(Data entries)
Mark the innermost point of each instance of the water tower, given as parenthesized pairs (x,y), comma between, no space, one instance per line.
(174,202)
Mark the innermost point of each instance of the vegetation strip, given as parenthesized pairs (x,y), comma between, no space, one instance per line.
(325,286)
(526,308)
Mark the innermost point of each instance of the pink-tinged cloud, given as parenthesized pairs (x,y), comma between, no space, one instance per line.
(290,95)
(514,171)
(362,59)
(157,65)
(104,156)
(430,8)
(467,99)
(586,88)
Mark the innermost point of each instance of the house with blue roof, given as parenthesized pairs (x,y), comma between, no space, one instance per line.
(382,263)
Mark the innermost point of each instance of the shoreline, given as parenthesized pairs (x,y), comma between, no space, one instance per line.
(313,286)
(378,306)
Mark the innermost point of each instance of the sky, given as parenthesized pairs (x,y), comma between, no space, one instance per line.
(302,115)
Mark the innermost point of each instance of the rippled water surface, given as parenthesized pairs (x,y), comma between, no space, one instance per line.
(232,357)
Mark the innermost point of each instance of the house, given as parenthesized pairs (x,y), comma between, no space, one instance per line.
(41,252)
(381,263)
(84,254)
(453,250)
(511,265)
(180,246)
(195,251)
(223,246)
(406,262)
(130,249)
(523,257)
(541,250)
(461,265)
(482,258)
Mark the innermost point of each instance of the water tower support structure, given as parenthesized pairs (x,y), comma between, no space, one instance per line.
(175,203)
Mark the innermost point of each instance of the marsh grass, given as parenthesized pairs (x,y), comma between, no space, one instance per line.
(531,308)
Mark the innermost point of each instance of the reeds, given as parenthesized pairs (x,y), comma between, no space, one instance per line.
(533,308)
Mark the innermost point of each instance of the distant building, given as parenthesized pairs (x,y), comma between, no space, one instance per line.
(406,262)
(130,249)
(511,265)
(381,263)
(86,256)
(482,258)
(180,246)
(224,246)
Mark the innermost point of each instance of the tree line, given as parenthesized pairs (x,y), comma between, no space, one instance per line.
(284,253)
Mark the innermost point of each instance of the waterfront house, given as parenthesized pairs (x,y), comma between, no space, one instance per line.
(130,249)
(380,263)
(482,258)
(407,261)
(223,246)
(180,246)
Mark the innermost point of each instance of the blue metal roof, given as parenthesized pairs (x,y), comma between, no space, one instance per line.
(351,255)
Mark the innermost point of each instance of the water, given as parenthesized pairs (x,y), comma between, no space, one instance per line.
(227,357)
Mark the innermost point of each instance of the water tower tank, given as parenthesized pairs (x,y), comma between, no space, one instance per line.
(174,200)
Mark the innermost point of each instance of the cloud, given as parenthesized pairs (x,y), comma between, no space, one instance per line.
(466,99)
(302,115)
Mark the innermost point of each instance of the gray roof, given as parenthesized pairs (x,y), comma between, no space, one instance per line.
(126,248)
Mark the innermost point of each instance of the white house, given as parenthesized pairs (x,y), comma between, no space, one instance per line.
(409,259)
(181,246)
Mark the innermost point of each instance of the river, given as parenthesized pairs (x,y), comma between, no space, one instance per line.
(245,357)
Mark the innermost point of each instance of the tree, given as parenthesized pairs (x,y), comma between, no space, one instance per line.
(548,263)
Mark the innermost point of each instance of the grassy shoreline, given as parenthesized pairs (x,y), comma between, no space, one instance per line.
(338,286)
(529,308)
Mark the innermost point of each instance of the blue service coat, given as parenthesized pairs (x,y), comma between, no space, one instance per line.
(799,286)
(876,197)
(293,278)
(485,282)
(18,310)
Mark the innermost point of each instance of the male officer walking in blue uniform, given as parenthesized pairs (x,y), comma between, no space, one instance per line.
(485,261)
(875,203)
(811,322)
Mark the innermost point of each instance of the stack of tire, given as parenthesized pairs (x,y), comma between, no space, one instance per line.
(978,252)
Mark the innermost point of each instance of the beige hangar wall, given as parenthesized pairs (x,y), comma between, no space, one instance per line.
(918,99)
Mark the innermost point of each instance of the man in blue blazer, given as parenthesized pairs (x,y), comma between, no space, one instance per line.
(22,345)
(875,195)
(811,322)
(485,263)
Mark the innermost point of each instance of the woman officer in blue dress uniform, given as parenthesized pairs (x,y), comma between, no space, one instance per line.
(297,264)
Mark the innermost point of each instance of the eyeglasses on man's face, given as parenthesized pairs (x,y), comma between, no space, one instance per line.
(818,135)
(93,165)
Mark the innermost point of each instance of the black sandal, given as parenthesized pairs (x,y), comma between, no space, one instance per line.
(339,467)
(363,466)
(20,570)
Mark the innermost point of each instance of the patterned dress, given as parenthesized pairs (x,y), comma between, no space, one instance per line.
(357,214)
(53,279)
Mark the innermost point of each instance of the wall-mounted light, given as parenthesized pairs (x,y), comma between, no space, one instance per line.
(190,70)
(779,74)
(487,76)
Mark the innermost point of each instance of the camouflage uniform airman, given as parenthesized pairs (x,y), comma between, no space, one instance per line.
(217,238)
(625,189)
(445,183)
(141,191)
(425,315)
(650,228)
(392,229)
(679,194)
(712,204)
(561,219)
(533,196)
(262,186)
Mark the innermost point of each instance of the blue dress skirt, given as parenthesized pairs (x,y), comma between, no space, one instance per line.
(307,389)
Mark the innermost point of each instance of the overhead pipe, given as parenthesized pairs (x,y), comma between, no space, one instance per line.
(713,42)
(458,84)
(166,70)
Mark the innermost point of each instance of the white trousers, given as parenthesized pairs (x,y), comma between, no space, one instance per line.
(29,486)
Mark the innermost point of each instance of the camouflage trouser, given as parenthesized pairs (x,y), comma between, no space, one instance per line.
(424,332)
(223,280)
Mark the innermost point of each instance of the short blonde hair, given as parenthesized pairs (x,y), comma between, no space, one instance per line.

What to work on:
Exactly as they appear above, write out all of the lines.

Exercise output:
Mark the innermost point of each instance of the water tower, given as parenthesized pairs (x,y), comma between, no space, one instance per line.
(174,202)
Mark the innermost point of each instance of the vegetation strip, given as parenthesized pairs (x,y), comma between, no space, one instance per line.
(325,286)
(526,308)
Mark the innermost point of each instance of the pink-tinged cloud, given as parenthesized pairs (x,y), comma between, no space, one instance per line.
(290,95)
(514,171)
(362,59)
(157,65)
(104,156)
(430,8)
(467,99)
(586,88)
Mark the innermost point of each instance of the house with blue roof, given as parenthesized pairs (x,y), comma between, no space, one instance per line.
(382,263)
Mark the innermost point of each instance of the shoreline, given as parenthesized pairs (x,y), comma between, no space, one instance per line.
(313,286)
(378,306)
Mark the innermost point of each instance of the sky, given as parenthesized pairs (x,y), comma between, no space, one instance per line.
(302,115)
Mark the innermost point of each instance of the rippled water surface, given as parenthesized pairs (x,y), comma between, no space, one instance per line.
(232,357)
Mark the innermost point of each instance of the house, given as parenthesized pairs (x,y), comma between, no space, one instance per line.
(41,252)
(381,263)
(84,254)
(453,250)
(511,265)
(180,246)
(195,251)
(223,246)
(406,262)
(130,249)
(523,257)
(541,250)
(461,265)
(482,258)
Mark the innermost point of each instance of the water tower support structure, given as parenthesized pairs (x,y), comma between, no space, one instance per line.
(175,203)
Mark the innermost point of each instance of the marsh grass, given as parenthesized pairs (x,y), comma between, no space, one instance per line.
(531,308)
Mark the innermost point of each instance of the reeds, given as parenthesized pairs (x,y), comma between, no space, one instance per line.
(533,308)
Mark the innermost point of each instance of the distant building, given as parenthesized pairs (x,y), comma between, no space, one instance per line.
(406,262)
(130,249)
(511,265)
(381,263)
(86,256)
(482,258)
(180,246)
(224,246)
Mark the innermost point of each instance of the tree line, given as parenthesized pairs (x,y), comma between, no space, one instance per line.
(284,253)
Mark the innermost point of each instance of the waterfront house, given as parenthesized pairs (x,y), comma between, no space, one instance per line.
(130,249)
(380,263)
(482,258)
(407,261)
(223,246)
(180,246)
Mark the innermost point of each instance of the blue metal roof, given as parenthesized pairs (x,y), comma between, no space, one instance per line.
(351,255)
Mark the innermost point of each instance of the water, given as parenthesized pairs (x,y), comma between, no space, one instance per line.
(227,357)
Mark the innermost point of each instance of the water tower tank, given as parenthesized pairs (x,y), comma between, no space, one instance per line.
(174,200)
Mark the innermost point of each instance of the cloud, given as parenthesized pairs (x,y), comma between, no space, one instance per line.
(466,99)
(302,115)
Mark the innermost point of each instance of the gray roof, given as parenthesized pairs (x,y), comma between, no space, one instance per line.
(126,248)
Mark the innermost point of each instance of the white house, given as parenthesized pairs (x,y), comma between, no space, one instance per line.
(409,259)
(181,246)
Mark the innermost point of each instance of the river, given as parenthesized pairs (x,y), comma between, no space, one instance per line.
(245,357)
Mark the innermost point of each instance of the tree, given as parenthesized pairs (x,y), comma between, no space, one instance per line.
(548,263)
Mark the innermost point of each instance of the grassy shoreline, given as parenthesized pairs (x,y), comma between, no space, one instance per line.
(338,286)
(529,308)
Mark the innermost point of each instance of the blue service coat, given as parenthesized pairs (x,y), comma between, no space, one instance per line.
(799,286)
(876,197)
(293,278)
(485,282)
(18,310)
Mark the innermost point of each instance of the male officer walking in blue uniform, given as parenthesized pairs (x,y), comma between, no space, one instance per line.
(485,261)
(875,203)
(811,322)
Mark the innermost point of each instance of the stack of tire, given as parenthesized pairs (x,y), comma between, no space, one instance per line.
(978,252)
Mark the innermost point of each instance of the beige hangar wall, given as parenthesized pairs (x,y), comma between, no space, one instance per line.
(918,99)
Mark the innermost point of each instance of the man in blue blazer, given as parenthesized pairs (x,y), comma between, no space, one instance per line.
(22,345)
(875,195)
(811,322)
(485,263)
Mark the innermost point of each instance of the woman officer in blue dress uniform, given as parenthesized pairs (x,y), comma between, no space, one instance per line.
(297,264)
Mark the innermost point of each instance of the eyeglasses on man's face, given as parenthesized pairs (x,y), comma between, no space, one instance per line.
(818,135)
(93,165)
Mark the innermost point of each instance of the black sandal, given as parenthesized pairs (x,y), comma between, no space, one instance per line.
(339,467)
(363,466)
(20,570)
Mark the innermost point of each instance of the patterned dress, given as parenthesized pairs (x,y), comma between, no space, one instance per line.
(357,214)
(53,279)
Mark the innermost point of each instance of the wall-mounted light, given as parenthesized pairs (x,y), comma between, no space, one instance per line.
(190,70)
(779,74)
(487,76)
Mark the innermost point of each instance of the camouflage uniform airman, given as parenthesized pairs (x,y), comma between, no space, one instance per line.
(217,238)
(625,189)
(445,183)
(141,191)
(425,315)
(650,228)
(392,229)
(679,194)
(712,204)
(561,219)
(533,196)
(262,186)
Mark the innermost point of each instance of the blue dress skirt, given as parenthesized pairs (x,y), comma between, no space, one instance per line.
(307,389)
Mark the innermost point of each instance of the overhead pipe, given as parenthesized pairs (x,y), comma between, no space, one instance per line.
(713,42)
(458,84)
(166,70)
Mark the innermost point of each instance of the white trousers, given as parenthesized pairs (x,y), comma between, no space, one instance per line.
(29,486)
Mark the innermost point of each instance of the camouflage trouser, given as parenthesized pairs (x,y), comma between, no space, one instance per line.
(424,332)
(223,280)
Mark the innermost point of each instance of the short blonde hair, given as parenthesized pairs (x,y), comma between, no space, one instance per line.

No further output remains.